──────── Trecho selecionado ────────
Conflito na Ucrânia
Por
Luis Kawaguti
O presidente russo, Vladimir Putin, tem optado pela estratégia de conquistar território pouco a pouco, porém, de forma sistemática| Foto: EFE/EPA/MIKHAIL KLIMENTYEV/KREMLIN
Longe de ser um lunático prestes a usar o maior arsenal nuclear do mundo, o presidente russo Vladimir Putin parece estar sendo “cauteloso” em suas ações recentes na guerra da Ucrânia. Não por ética ou benevolência, mas sim porque Putin aparenta ter medo da capacidade militar da OTAN (aliança militar ocidental), de uma eventual reviravolta na opinião pública na Rússia e de que o país seja “engolido” pela economia chinesa.
O indício mais recente dessa cautela foi a resposta da Rússia às explosões na base aérea russa em Saky, na Crimeia. A instalação militar russa foi devastada por 12 detonações na terça-feira (9). Elas acabaram com armazéns de munições e combustíveis, teriam deixado ao menos 60 mortos e destruído oito aviões de combate – o maior número de caças russos liquidados de uma só vez desde o início da guerra.
A Ucrânia negou responsabilidade publicamente. Mas jornais americanos, entre eles o New York Times, publicaram entrevistas de oficiais ucranianos afirmando que as explosões teriam sido fruto de um ataque ucraniano.
──────── Informações fornecidas ────────
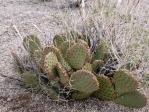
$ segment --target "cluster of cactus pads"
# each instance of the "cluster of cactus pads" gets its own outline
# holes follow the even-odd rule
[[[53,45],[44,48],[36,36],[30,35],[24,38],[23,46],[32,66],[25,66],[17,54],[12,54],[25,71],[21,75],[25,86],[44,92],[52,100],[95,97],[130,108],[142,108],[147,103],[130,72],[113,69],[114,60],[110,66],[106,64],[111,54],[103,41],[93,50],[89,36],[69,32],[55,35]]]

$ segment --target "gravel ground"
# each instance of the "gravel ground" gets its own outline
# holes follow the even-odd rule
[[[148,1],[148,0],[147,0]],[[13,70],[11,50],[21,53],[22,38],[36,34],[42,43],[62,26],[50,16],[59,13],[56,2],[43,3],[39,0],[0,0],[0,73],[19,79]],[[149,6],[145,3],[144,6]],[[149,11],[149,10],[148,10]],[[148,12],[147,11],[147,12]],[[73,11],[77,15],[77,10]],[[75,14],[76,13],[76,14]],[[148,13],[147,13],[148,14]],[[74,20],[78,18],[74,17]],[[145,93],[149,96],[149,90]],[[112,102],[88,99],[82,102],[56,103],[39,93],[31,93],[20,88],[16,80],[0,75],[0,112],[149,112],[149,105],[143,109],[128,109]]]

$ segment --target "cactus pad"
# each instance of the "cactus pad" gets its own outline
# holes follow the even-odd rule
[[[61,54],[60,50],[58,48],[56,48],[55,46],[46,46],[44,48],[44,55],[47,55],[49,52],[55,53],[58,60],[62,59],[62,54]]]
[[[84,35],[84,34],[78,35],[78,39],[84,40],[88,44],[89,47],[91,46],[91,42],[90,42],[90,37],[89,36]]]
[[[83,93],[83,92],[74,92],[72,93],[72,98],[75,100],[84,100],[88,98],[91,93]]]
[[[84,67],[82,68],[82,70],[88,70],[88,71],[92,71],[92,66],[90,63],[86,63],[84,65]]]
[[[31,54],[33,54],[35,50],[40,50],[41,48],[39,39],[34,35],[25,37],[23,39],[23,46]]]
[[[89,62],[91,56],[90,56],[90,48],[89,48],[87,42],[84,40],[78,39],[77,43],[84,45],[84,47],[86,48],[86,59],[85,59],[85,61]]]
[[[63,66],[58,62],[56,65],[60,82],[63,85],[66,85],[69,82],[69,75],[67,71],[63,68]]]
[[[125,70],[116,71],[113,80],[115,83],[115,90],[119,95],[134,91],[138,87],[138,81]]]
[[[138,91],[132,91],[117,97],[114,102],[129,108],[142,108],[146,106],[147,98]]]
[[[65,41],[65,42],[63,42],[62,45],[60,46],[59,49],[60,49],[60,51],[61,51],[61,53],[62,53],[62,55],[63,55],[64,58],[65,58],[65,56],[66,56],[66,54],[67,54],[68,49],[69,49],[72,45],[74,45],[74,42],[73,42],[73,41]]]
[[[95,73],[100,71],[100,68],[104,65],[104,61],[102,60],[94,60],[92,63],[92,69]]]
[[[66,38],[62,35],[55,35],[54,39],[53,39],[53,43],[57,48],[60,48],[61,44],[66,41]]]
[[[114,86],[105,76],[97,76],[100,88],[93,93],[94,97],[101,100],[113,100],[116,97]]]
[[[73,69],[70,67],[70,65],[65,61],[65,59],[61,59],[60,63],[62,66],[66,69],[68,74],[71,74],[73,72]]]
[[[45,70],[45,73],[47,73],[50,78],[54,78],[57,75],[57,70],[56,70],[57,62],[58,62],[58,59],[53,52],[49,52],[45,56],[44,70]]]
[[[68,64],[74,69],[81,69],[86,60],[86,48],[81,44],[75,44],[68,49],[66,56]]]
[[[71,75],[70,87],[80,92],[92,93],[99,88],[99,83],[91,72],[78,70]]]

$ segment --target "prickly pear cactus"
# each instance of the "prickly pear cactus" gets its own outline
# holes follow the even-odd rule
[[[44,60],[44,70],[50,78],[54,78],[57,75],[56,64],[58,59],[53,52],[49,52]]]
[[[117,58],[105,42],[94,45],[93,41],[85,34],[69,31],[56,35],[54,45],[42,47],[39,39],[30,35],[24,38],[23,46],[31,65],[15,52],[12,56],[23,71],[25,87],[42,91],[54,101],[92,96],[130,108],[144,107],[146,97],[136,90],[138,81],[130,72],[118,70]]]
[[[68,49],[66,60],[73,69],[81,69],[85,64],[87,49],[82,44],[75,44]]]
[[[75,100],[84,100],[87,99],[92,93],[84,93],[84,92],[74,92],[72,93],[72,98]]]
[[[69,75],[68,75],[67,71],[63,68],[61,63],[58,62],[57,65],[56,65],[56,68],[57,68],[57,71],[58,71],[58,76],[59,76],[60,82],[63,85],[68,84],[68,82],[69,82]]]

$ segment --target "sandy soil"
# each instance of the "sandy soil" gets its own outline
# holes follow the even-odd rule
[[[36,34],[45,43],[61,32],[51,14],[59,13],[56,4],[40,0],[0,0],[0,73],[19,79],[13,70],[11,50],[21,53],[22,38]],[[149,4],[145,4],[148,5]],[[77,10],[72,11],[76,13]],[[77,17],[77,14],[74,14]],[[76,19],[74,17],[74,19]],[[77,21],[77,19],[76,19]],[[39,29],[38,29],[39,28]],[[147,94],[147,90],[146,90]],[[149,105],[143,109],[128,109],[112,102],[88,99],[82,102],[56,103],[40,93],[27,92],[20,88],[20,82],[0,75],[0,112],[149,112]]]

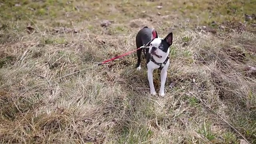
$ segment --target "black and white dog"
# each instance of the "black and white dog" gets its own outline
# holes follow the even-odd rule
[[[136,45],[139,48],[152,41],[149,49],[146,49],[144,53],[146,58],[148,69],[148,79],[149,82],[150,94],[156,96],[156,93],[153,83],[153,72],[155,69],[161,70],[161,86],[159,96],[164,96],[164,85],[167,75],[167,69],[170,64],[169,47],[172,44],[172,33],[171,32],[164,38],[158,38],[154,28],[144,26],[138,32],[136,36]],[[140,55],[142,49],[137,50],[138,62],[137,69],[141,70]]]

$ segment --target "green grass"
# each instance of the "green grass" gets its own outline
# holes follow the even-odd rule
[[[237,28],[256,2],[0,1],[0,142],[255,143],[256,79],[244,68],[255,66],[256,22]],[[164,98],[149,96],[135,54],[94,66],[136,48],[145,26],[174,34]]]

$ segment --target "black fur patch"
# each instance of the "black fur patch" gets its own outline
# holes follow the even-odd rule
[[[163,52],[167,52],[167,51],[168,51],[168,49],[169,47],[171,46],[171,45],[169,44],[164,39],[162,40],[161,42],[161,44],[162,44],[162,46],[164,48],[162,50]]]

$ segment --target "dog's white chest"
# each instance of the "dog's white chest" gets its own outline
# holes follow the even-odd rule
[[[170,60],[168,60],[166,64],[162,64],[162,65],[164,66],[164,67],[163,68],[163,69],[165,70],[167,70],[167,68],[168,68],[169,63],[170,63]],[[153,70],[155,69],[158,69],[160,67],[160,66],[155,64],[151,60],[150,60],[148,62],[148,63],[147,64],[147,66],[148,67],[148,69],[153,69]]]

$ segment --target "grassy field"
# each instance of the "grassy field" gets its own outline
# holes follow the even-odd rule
────────
### Objetivo da tarefa
Redigite, sem nenhuma alteração, a parte do trecho sobre a guerra na Ucrânia que vai de "O indício mais" até "um ataque ucraniano.", inclusive. Responda com base apenas no trecho.

### Resposta
O indício mais recente dessa cautela foi a resposta da Rússia às explosões na base aérea russa em Saky, na Crimeia. A instalação militar russa foi devastada por 12 detonações na terça-feira (9). Elas acabaram com armazéns de munições e combustíveis, teriam deixado ao menos 60 mortos e destruído oito aviões de combate – o maior número de caças russos liquidados de uma só vez desde o início da guerra.
A Ucrânia negou responsabilidade publicamente. Mas jornais americanos, entre eles o New York Times, publicaram entrevistas de oficiais ucranianos afirmando que as explosões teriam sido fruto de um ataque ucraniano.